DOCUMENT SECTION:
•••••
In this paper, vanadium substituted Keggin type POMs K_3+n[α-PW_12−nV_nO₄₀] (n = 1, 2, 3) (α-PW₁₁V, α-PW₁₀V₂ and α-PW₉V₃) are used as EC materials to prepare the EC films. The performance of the films is tested in H⁺-based aqueous electrolyte and LiClO₄-based non-aqueous electrolyte. All the films showed excellent performance in both of the electrolytes. Furthermore, the films are more stable in the LiClO₄-based non-aqueous electrolyte.

Experimental

Materials

The Keggin type vanadium substituted POMs were prepared according to methods found in the literature.¹² The details of the preparation procedure are presented in the ESI.† The titanium dioxide (TiO₂) paste with a particle size of approximately 18 nm was obtained from Dyesol Ltd. Fluorine doped tin oxide glass (14 Ω sq⁻¹, Nippon Sheet Glass) was purchased from HeptaChroma (Dalian, China). The electrolyte is 0.1 M LiClO₄ PC solution and 0.1 M hydrochloric acid (HCl) aqueous solution. The other reagents were all purchased from Aladdin.
•••••
WHAT THIS EXERCISE ASKS:
**A.** Return the rows verbatim, beginning with the line that contains "Q: Name the bounding box of the baseboard" and running through the end of the rows.
**B.** Write the next part of the passage on vanadium-substituted polyoxometalate electrochromic films, picking up after its last sentence.
The rows have nothing to do with the passage on electrochromic films.
•••••
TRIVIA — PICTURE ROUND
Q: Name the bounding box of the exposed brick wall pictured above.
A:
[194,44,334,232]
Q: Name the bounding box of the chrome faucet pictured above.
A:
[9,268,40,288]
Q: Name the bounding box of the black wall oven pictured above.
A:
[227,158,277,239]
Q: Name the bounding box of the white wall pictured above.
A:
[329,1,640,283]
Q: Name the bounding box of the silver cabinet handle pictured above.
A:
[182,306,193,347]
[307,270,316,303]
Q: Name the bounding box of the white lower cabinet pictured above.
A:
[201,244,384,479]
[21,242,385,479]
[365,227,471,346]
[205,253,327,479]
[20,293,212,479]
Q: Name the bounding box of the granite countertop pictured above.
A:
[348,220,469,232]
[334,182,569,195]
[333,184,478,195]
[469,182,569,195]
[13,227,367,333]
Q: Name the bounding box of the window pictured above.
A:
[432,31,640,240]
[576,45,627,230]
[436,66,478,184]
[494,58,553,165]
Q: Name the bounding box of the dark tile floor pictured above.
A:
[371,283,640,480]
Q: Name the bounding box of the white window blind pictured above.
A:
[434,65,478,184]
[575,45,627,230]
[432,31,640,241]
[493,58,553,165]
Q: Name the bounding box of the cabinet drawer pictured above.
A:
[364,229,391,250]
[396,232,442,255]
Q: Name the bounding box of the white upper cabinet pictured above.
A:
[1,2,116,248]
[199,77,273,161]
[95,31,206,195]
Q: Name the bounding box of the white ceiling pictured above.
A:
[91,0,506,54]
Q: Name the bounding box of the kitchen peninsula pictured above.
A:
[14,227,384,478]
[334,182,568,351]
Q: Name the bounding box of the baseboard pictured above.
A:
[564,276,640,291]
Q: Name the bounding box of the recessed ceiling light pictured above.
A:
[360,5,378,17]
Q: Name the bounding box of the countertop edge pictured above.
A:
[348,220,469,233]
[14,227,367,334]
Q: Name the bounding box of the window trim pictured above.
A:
•••••
TASK RESPONSES:
**A.**
Q: Name the bounding box of the baseboard pictured above.
A:
[564,276,640,291]
Q: Name the bounding box of the recessed ceiling light pictured above.
A:
[360,5,378,17]
Q: Name the bounding box of the countertop edge pictured above.
A:
[348,220,469,233]
[14,227,367,334]
Q: Name the bounding box of the window trim pictured above.
A:

**B.**
The preparation of the POM-based films

The TiO₂ substrate was prepared using the screen printing method, followed by a sinter process at 450 °C for 30 min. The POM-based composite films were prepared with an electrodeposition process, that had been previously reported, with a slight modification. The electrodeposition process is as follows: the counter electrode is a platinum (Pt) plate (1.0 cm²); the reference electrode is a saturated calomel electrode (SCE) and the TiO₂ substrate acts as the working electrode. The working electrode was immersed in the PW₁₁V, PW₁₀V₂ and PW₉V₃ aqueous solution (pH ∼ 2.0, 1.0 mM), then electrodeposition was carried out using cyclic voltammetry (CV) between −1.3 and 0.1 V at a scan rate of 100 mV s⁻¹ for 30 cycles. After that, the films were rinsed with deionized water, absolute alcohol and then dried with hot air. Finally, the films were placed in the oven at a temperature of 150 °C for 30 min.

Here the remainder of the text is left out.